To do |
Answer these from the cichlid ID thread:
(a) According to the first post, which fish does fish 1 chase?
(b) Which species does the reply name for fish 3 and 4?
(c) What common name does the reply give for Protomelas taeniolatus?

# please help ID my cichlids



## shaneloots (Apr 1, 2014)

hi everyone

I recently set up a tank with a few Cichlids in it but when i bought them they came from a tank labled assorted Cichlids.
Would someone please tell me what kind of Cichlids these are?

If possibe could someone tell me which are male and which are female?

I have added a link to a picture of each fish and i have also given a short discription of there behaviour.(not sure if this helps)

Fish 1: This fish will not stop chasing fish 2. i am surprised that he sat still long enough to take a pic. he doesnt seem to chase the other fish much at all only fish 2.


Fish 2: when its not being chased this fish minds its own bussiness and this fish never chases any other fish in the tank. (i am hoping this is a female species of fish 1).


Fish 3&4: These two fish also mind there own business and do not try to chase other fish in the tank.


Fish 5: This is the little one in the pic that is silver with a black stripe and he seems very agressive, i have seen him stand his ground and scare off fish 1 which is fairly bigger then him :lol: he chases some of the other fish quite alot but he gives up fairly quickly.


Fish 6: This fish would stay in the rock features every day all day if the other fish dont spook it out.


Thanks in advance for the info and please excuse the slightly green tank i was busy changing the water when i took these pictures.


----------



## nmcichlid-aholic (Mar 23, 2011)

Welcome to the forum!

Identifying fish 1 & 2 is difficult - they seem familiar for some reason, but aren't matching anything that comes to mind. I would have to assume they are some type of Metriaclima hybrids, maybe a little bit of Met. aurora, Met. sp. zebra "long pelvic", and/or Met. greshakei. Somebody may come along and ID them straight away and I'll kick myself for not getting it, but knowing they came from an "assorted" tank helps reinforce the hybrid conclusion. They do look to be the same mix as one another, though, and both appear to be males, which explains the chasing. This link shows some of the similarly to Met. aurora - http://www.malawi-dream.info/Maylandia_aurora_Mara_Point.htm

Although it's not the best picture, fish 3 & 4 look to be juvenile haplochromines from Lake Malawi, specifically Copadichromis borleyi "Red-fin Kadango". If female, their appearance will remain pretty much as it is now, but if either of them are male they will develop red or reddish orange flanks and a blue head and fins. They get fairly large (6-8" at least). http://www.cichlid-forum.com/profiles/species.php?id=1009

Fish 5 is another hap, one of the Protomelas species. Protomelas taeniolatus (common name Red Empress) is most likely, as they're pretty common, but there are several Protomelas species that look very similar when young. Hopefully it's a male and will start to develop some nice red and blue coloration, but if female it will remain silvery. http://www.cichlid-forum.com/profiles/species.php?id=1369

Fish 6 is going to be impossible to ID correctly without a photo showing it's head and face. Based on the markings, the orange-ish base color with darker blotches (called OB for orange-blotched), it could be anything from a hybrid OB peacock to a pure Labeotropheus or Metriaclima zebra species. The fins are shaped like it's a male, though (pointed and longer/flowing, as opposed to shorter, rounded fins of a female), that much I can see.

Data section |
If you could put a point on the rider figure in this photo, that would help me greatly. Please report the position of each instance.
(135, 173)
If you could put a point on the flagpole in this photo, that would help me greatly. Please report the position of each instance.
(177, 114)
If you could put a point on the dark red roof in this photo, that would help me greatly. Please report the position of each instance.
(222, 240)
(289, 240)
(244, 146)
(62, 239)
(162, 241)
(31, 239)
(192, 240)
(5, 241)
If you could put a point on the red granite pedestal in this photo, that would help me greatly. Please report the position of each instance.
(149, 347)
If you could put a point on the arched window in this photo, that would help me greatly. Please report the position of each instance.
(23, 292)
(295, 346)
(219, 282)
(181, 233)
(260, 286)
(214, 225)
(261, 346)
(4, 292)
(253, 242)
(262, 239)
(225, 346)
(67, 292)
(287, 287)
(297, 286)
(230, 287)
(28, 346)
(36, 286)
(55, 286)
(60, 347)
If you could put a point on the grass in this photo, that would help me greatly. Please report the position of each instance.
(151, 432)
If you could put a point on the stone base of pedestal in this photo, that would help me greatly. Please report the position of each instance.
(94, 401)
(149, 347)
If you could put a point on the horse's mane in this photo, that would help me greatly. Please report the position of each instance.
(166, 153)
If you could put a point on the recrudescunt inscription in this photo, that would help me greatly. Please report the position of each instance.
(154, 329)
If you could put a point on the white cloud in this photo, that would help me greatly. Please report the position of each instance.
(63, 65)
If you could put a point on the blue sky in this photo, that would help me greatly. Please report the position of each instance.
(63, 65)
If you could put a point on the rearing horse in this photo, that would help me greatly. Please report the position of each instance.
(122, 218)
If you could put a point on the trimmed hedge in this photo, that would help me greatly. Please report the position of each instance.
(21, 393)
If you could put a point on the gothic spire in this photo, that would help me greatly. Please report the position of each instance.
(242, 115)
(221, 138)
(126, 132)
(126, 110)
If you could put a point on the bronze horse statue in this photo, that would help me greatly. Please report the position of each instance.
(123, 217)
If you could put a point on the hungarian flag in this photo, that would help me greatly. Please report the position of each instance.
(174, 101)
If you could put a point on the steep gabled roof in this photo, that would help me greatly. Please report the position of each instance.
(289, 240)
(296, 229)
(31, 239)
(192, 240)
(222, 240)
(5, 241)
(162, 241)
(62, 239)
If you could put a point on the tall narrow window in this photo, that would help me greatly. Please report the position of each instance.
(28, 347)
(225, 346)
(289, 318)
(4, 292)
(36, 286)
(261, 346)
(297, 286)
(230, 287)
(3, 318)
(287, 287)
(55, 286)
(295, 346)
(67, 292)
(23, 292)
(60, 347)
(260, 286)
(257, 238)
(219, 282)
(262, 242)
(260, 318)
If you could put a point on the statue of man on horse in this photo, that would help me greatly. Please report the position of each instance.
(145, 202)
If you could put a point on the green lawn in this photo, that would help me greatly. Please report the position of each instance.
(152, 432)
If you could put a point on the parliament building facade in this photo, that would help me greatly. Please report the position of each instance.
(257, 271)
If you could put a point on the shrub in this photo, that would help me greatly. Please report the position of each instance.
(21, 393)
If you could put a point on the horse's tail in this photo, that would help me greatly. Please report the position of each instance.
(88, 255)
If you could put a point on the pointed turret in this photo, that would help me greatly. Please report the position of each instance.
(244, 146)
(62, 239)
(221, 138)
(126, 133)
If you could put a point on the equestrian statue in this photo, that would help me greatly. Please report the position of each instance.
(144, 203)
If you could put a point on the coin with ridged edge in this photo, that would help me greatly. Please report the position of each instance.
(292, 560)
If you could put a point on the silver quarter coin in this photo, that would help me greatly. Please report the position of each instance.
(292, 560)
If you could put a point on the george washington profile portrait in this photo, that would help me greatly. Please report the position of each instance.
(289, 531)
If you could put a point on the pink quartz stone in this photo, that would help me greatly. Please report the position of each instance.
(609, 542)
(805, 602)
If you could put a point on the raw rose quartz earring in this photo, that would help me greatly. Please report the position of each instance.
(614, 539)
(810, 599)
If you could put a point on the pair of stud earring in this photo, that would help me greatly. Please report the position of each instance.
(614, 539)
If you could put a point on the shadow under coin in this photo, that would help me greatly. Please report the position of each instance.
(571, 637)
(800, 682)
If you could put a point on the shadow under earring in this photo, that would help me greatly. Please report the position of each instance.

Result of the exercise |
(a) Fish 2
(b) Copadichromis borleyi "Red-fin Kadango"
(c) Red Empress